→ ABOUT THIS TASK: When you reply, transcribe every line of the data below exactly.

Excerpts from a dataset
=== Section Start ===

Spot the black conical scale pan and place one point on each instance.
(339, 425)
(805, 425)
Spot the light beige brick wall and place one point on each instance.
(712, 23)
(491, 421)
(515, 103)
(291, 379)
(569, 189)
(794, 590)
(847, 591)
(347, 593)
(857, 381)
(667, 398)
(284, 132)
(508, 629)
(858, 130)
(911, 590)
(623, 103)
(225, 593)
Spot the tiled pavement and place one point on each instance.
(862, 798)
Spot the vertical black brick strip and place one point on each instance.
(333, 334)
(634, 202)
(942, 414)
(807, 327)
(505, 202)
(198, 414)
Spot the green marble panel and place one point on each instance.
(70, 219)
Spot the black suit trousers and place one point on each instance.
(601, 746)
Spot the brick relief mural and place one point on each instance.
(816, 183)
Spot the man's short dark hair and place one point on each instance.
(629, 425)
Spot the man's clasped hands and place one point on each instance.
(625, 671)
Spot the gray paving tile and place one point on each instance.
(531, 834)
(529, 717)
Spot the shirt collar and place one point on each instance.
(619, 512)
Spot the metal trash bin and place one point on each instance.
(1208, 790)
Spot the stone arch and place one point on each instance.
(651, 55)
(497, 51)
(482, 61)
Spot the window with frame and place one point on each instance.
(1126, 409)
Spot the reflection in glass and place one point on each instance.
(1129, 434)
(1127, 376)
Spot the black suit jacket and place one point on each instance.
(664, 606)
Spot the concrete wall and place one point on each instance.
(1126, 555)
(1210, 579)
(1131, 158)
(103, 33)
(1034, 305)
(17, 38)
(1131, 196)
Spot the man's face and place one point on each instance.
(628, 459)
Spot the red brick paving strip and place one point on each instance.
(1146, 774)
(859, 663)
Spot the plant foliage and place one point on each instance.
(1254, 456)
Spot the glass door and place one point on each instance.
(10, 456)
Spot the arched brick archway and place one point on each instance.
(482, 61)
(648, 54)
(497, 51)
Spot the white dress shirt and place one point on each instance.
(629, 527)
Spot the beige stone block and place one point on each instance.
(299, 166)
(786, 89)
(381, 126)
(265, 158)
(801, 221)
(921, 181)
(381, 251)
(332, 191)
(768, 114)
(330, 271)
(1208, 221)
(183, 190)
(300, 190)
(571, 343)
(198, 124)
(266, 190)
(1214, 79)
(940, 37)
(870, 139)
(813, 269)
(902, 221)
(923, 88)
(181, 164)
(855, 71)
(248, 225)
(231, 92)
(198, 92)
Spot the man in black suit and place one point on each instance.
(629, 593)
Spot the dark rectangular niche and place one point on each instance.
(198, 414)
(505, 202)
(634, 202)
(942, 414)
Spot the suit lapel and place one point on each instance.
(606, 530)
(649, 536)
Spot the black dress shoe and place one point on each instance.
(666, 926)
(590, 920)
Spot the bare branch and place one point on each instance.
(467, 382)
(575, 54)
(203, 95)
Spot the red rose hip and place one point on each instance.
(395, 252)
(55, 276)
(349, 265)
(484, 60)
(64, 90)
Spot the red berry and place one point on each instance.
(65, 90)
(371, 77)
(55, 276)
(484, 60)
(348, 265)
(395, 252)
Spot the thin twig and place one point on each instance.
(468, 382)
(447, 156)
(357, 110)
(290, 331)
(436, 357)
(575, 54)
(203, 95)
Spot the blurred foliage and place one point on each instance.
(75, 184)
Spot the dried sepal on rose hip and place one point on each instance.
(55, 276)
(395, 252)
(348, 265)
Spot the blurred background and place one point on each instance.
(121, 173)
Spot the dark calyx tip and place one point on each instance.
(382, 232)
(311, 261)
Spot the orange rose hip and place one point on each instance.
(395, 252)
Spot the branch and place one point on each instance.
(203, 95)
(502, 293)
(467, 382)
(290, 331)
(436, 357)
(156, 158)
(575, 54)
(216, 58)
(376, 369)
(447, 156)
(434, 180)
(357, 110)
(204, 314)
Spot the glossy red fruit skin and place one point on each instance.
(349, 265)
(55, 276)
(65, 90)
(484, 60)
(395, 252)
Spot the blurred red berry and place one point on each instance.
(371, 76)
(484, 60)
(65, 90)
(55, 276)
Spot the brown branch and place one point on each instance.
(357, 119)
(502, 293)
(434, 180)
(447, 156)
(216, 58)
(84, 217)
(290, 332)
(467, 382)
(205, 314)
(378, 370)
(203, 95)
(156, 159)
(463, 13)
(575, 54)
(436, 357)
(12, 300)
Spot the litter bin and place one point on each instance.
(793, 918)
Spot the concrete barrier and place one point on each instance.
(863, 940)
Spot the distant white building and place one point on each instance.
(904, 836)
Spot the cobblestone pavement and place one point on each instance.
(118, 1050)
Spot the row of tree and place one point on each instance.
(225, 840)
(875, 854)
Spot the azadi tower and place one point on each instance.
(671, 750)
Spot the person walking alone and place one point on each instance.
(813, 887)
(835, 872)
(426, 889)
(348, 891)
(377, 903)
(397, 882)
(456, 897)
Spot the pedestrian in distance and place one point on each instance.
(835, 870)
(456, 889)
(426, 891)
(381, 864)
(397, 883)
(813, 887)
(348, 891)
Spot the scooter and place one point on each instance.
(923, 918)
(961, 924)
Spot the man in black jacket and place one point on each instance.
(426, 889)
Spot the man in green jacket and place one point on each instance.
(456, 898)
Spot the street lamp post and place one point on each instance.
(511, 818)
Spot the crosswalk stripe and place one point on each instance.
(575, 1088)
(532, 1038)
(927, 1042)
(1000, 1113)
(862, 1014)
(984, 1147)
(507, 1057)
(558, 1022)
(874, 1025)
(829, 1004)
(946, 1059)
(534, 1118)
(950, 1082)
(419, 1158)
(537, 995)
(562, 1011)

=== Section End ===

→ ANSWER TO THIS TASK:
Spot the black conical scale pan and place one point on each instance.
(339, 425)
(805, 425)
Spot the light beige brick wall and place one point on each instance.
(712, 23)
(491, 421)
(515, 103)
(291, 379)
(569, 189)
(794, 590)
(847, 591)
(347, 593)
(857, 381)
(667, 398)
(284, 132)
(508, 629)
(858, 130)
(911, 590)
(623, 103)
(225, 593)
Spot the tiled pavement and place one point on each instance.
(862, 798)
Spot the vertical black brick strip and place one point on each instance.
(333, 334)
(634, 202)
(942, 414)
(807, 327)
(505, 202)
(198, 414)
Spot the green marble panel and place one point on each instance.
(70, 219)
Spot the black suit trousers and place one point on each instance.
(601, 746)
Spot the brick relief mural and place one point on each instance.
(816, 183)
Spot the man's short dark hair and place one point on each instance.
(629, 425)
Spot the man's clasped hands and place one point on each instance.
(625, 671)
Spot the gray paving tile and place one point on each instance.
(531, 834)
(529, 717)
Spot the shirt collar and place one point on each instance.
(619, 512)
Spot the metal trash bin and place one point on each instance.
(1208, 790)
Spot the stone arch and place one point on each instance.
(651, 55)
(497, 51)
(482, 61)
Spot the window with frame and place one point on each instance.
(1126, 409)
Spot the reflection in glass and place one point on each instance.
(1129, 434)
(1127, 376)
Spot the black suit jacket and place one point on each instance.
(664, 606)
Spot the concrete wall and place one point on each instance.
(1126, 555)
(1210, 579)
(1131, 158)
(103, 33)
(1034, 305)
(17, 38)
(1131, 196)
Spot the man's face and place one point on each instance.
(628, 459)
Spot the red brick paving strip and place one point on each instance.
(1146, 774)
(859, 663)
Spot the plant foliage and place one point on each instance.
(1254, 456)
Spot the glass door and place one point on each instance.
(10, 456)
Spot the arched brick archway and place one point on each instance.
(482, 61)
(648, 54)
(497, 51)
Spot the white dress shirt and place one point on each instance.
(629, 527)
Spot the beige stone block and place one point on each instance.
(299, 166)
(786, 89)
(381, 126)
(265, 158)
(801, 221)
(921, 181)
(381, 251)
(332, 191)
(768, 114)
(330, 271)
(1208, 221)
(183, 190)
(300, 190)
(571, 343)
(198, 124)
(266, 190)
(1214, 79)
(940, 37)
(870, 139)
(813, 269)
(902, 221)
(923, 88)
(181, 164)
(855, 71)
(248, 225)
(231, 92)
(198, 92)
Spot the man in black suit and place one point on each instance.
(629, 593)
Spot the dark rectangular niche and place one point on each instance.
(198, 414)
(505, 202)
(634, 202)
(942, 414)
Spot the suit lapel and place one point on each instance.
(606, 530)
(649, 536)
Spot the black dress shoe and place one point on each instance.
(666, 926)
(590, 920)
Spot the bare branch and place one point on each instance.
(467, 382)
(575, 54)
(203, 95)
Spot the red rose hip and place one point on each instance.
(395, 252)
(55, 276)
(349, 265)
(484, 60)
(64, 90)
Spot the red berry and place one point on each instance.
(65, 90)
(371, 77)
(55, 276)
(484, 60)
(348, 265)
(395, 252)
Spot the thin twig and place one point on each instance.
(468, 382)
(447, 156)
(357, 110)
(290, 331)
(436, 357)
(575, 54)
(203, 95)
Spot the blurred foliage and place one point on each instance.
(75, 184)
Spot the dried sepal on rose hip and place one point on each instance.
(55, 276)
(395, 252)
(348, 265)
Spot the blurred background and place one point on each instance.
(121, 173)
Spot the dark calyx tip and place one point on each instance.
(382, 232)
(311, 261)
Spot the orange rose hip and place one point on each instance.
(395, 252)
Spot the branch and place one point on each instance.
(203, 95)
(502, 293)
(467, 382)
(290, 331)
(436, 357)
(156, 158)
(575, 54)
(216, 58)
(376, 369)
(447, 156)
(434, 180)
(357, 110)
(204, 314)
Spot the glossy red fruit skin and place one point on each instance.
(349, 265)
(55, 276)
(65, 90)
(484, 60)
(395, 252)
Spot the blurred red berry and place one point on each instance.
(371, 76)
(484, 60)
(65, 90)
(55, 276)
Spot the brown branch and place one point on each instance.
(357, 119)
(502, 293)
(434, 180)
(447, 156)
(216, 58)
(84, 217)
(290, 332)
(467, 382)
(205, 314)
(378, 370)
(203, 95)
(156, 159)
(463, 13)
(575, 54)
(436, 357)
(12, 300)
Spot the litter bin and place one point on each instance.
(793, 918)
Spot the concrete barrier and place one point on each instance.
(863, 940)
Spot the distant white building and place one point on each instance.
(904, 836)
Spot the cobblestone pavement and place one point on each instance.
(118, 1050)
Spot the row of tree and place one point on each instance.
(225, 840)
(875, 854)
Spot the azadi tower and place one point on each instance.
(671, 750)
Spot the person walking alone and place one point on each instance.
(813, 887)
(835, 872)
(426, 889)
(348, 891)
(377, 903)
(397, 882)
(456, 897)
Spot the pedestrian in distance and place one point on each instance.
(835, 870)
(456, 889)
(426, 891)
(381, 864)
(397, 883)
(813, 887)
(348, 891)
Spot the scooter and place one point on each instance.
(923, 918)
(961, 924)
Spot the man in black jacket and place one point on each instance.
(426, 889)
Spot the man in green jacket and place one point on each instance.
(456, 898)
Spot the street lamp post and place one point on each instance.
(511, 818)
Spot the crosswalk stripe and place one point on each instance.
(575, 1088)
(532, 1038)
(927, 1042)
(1000, 1113)
(862, 1014)
(984, 1147)
(507, 1057)
(558, 1022)
(874, 1025)
(829, 1004)
(946, 1059)
(534, 1118)
(950, 1082)
(419, 1158)
(537, 995)
(562, 1011)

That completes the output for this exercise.